▶ **INSTRUCTION**
Return each of the following rows verbatim, in the same order, and leave out the pictures.

▶ **EXTRACTED INFORMATION**
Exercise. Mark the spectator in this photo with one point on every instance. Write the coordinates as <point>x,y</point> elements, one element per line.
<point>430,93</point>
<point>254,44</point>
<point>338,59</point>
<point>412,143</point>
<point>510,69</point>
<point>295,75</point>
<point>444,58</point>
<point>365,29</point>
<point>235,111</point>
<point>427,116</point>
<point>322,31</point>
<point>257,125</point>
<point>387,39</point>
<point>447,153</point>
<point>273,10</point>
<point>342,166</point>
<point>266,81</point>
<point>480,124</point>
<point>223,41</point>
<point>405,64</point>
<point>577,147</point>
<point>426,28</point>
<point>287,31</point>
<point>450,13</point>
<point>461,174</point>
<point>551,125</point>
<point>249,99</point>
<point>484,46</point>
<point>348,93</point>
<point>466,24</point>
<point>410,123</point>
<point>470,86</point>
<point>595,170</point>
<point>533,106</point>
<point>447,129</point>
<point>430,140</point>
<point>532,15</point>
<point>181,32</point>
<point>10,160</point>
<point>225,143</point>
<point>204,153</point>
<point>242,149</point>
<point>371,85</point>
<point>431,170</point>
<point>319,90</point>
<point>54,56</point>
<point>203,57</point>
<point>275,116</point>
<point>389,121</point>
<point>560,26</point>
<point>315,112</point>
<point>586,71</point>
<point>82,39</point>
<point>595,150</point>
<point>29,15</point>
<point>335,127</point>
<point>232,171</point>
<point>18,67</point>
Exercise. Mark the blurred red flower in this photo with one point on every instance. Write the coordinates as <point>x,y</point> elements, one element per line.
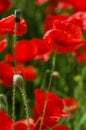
<point>50,20</point>
<point>64,37</point>
<point>78,19</point>
<point>7,26</point>
<point>22,124</point>
<point>80,54</point>
<point>27,50</point>
<point>61,127</point>
<point>3,45</point>
<point>6,77</point>
<point>77,5</point>
<point>54,109</point>
<point>40,2</point>
<point>5,5</point>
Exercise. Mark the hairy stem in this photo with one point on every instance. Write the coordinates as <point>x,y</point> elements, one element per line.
<point>49,85</point>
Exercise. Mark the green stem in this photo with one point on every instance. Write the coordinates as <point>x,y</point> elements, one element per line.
<point>14,86</point>
<point>49,85</point>
<point>25,104</point>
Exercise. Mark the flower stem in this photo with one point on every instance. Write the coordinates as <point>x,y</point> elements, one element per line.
<point>25,104</point>
<point>14,53</point>
<point>49,85</point>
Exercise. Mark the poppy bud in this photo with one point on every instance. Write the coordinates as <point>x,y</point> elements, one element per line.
<point>56,74</point>
<point>17,15</point>
<point>18,80</point>
<point>3,103</point>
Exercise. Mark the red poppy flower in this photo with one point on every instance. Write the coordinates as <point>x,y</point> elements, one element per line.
<point>80,54</point>
<point>41,2</point>
<point>43,49</point>
<point>28,72</point>
<point>77,5</point>
<point>9,58</point>
<point>50,20</point>
<point>70,104</point>
<point>51,7</point>
<point>5,5</point>
<point>62,5</point>
<point>3,45</point>
<point>61,127</point>
<point>54,109</point>
<point>27,50</point>
<point>64,37</point>
<point>7,26</point>
<point>6,77</point>
<point>5,121</point>
<point>78,19</point>
<point>22,125</point>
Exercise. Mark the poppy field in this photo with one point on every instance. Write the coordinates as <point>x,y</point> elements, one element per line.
<point>42,65</point>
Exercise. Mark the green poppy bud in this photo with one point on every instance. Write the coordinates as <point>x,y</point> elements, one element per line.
<point>18,80</point>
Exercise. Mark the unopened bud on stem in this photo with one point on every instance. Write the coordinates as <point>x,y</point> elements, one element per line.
<point>17,15</point>
<point>18,80</point>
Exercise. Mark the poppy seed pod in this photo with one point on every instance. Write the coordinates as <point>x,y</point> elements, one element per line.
<point>17,14</point>
<point>18,80</point>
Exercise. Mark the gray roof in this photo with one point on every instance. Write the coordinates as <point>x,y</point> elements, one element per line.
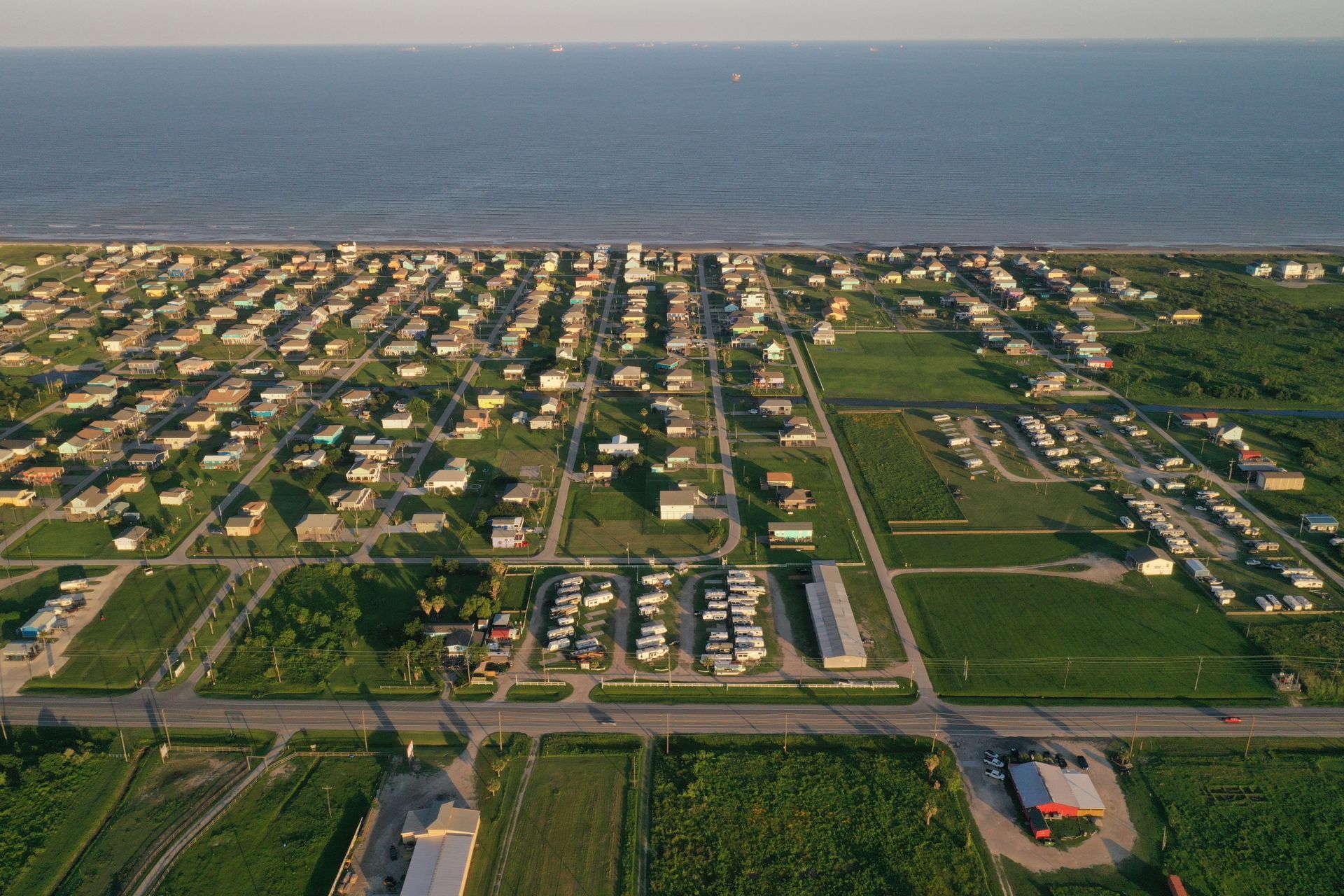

▶ **THE RESPONSE**
Exercise. Mark the spectator in this photo with one point on every instance. Write the coordinates as <point>x,y</point> elements, one element per line.
<point>430,93</point>
<point>254,44</point>
<point>338,59</point>
<point>412,143</point>
<point>510,69</point>
<point>295,75</point>
<point>444,58</point>
<point>365,29</point>
<point>235,111</point>
<point>427,116</point>
<point>322,31</point>
<point>257,125</point>
<point>387,39</point>
<point>447,153</point>
<point>273,10</point>
<point>342,166</point>
<point>266,81</point>
<point>480,124</point>
<point>223,41</point>
<point>405,64</point>
<point>577,147</point>
<point>426,28</point>
<point>287,31</point>
<point>450,13</point>
<point>461,174</point>
<point>551,125</point>
<point>249,99</point>
<point>484,46</point>
<point>348,93</point>
<point>466,24</point>
<point>410,123</point>
<point>470,86</point>
<point>595,170</point>
<point>533,106</point>
<point>447,129</point>
<point>430,140</point>
<point>532,15</point>
<point>181,32</point>
<point>10,160</point>
<point>225,143</point>
<point>204,153</point>
<point>242,149</point>
<point>371,85</point>
<point>431,170</point>
<point>319,90</point>
<point>54,56</point>
<point>203,57</point>
<point>275,116</point>
<point>389,121</point>
<point>560,26</point>
<point>315,112</point>
<point>586,71</point>
<point>82,39</point>
<point>595,150</point>
<point>29,15</point>
<point>335,127</point>
<point>232,171</point>
<point>18,67</point>
Exercise. Mark the blurred red flower in this photo with one point on every instance. Write the coordinates as <point>x,y</point> elements, one element per line.
<point>50,20</point>
<point>64,37</point>
<point>78,19</point>
<point>7,26</point>
<point>22,124</point>
<point>80,54</point>
<point>27,50</point>
<point>61,127</point>
<point>3,45</point>
<point>6,77</point>
<point>77,5</point>
<point>54,109</point>
<point>40,2</point>
<point>5,5</point>
Exercise. Mark the hairy stem in this photo with one point on every instance. Write the coordinates as <point>x,y</point> elements, one element per line.
<point>49,85</point>
Exercise. Mark the green stem in this photo with one point on every instance. Write the coordinates as <point>x,y</point> elements, one element per line.
<point>14,86</point>
<point>49,85</point>
<point>25,104</point>
Exercise. Mark the flower stem in this photo with one point on every instance. Write the coordinates as <point>x,y</point> elements, one element per line.
<point>25,104</point>
<point>14,53</point>
<point>49,85</point>
Exercise. Mark the poppy bud in this photo with one point on every instance. Write the coordinates as <point>x,y</point> elements, one element per line.
<point>56,74</point>
<point>17,15</point>
<point>18,80</point>
<point>3,103</point>
Exercise. Mark the red poppy flower in this photo with one point on every instance. Write the coordinates as <point>x,y</point> elements, one element per line.
<point>80,54</point>
<point>41,2</point>
<point>43,49</point>
<point>28,72</point>
<point>77,5</point>
<point>9,58</point>
<point>50,20</point>
<point>70,104</point>
<point>51,7</point>
<point>5,5</point>
<point>62,5</point>
<point>3,45</point>
<point>61,127</point>
<point>54,109</point>
<point>27,50</point>
<point>64,37</point>
<point>7,26</point>
<point>6,77</point>
<point>5,121</point>
<point>78,19</point>
<point>22,125</point>
Exercise. Mark the poppy field in this photo with one point on every instance. Write the coordinates as <point>x,y</point> elements, one element per line.
<point>42,65</point>
Exercise. Mark the green poppy bud in this photo with one point on every instance. Write the coordinates as <point>x,y</point> elements, one element per line.
<point>18,80</point>
Exercise. Mark the unopened bud on stem in this photo with one point on every instance. Write the coordinates as <point>x,y</point> elements, one element per line.
<point>17,15</point>
<point>18,80</point>
Exercise. Mark the poppy seed pod in this photo with one point on every instance. Write the coordinates as <point>x,y</point> elements, one element per line.
<point>17,14</point>
<point>18,80</point>
Exercise. Mark the gray roof in this photo with one point on every instance. Write the coordinates as <point>x,y</point> elements, one element per line.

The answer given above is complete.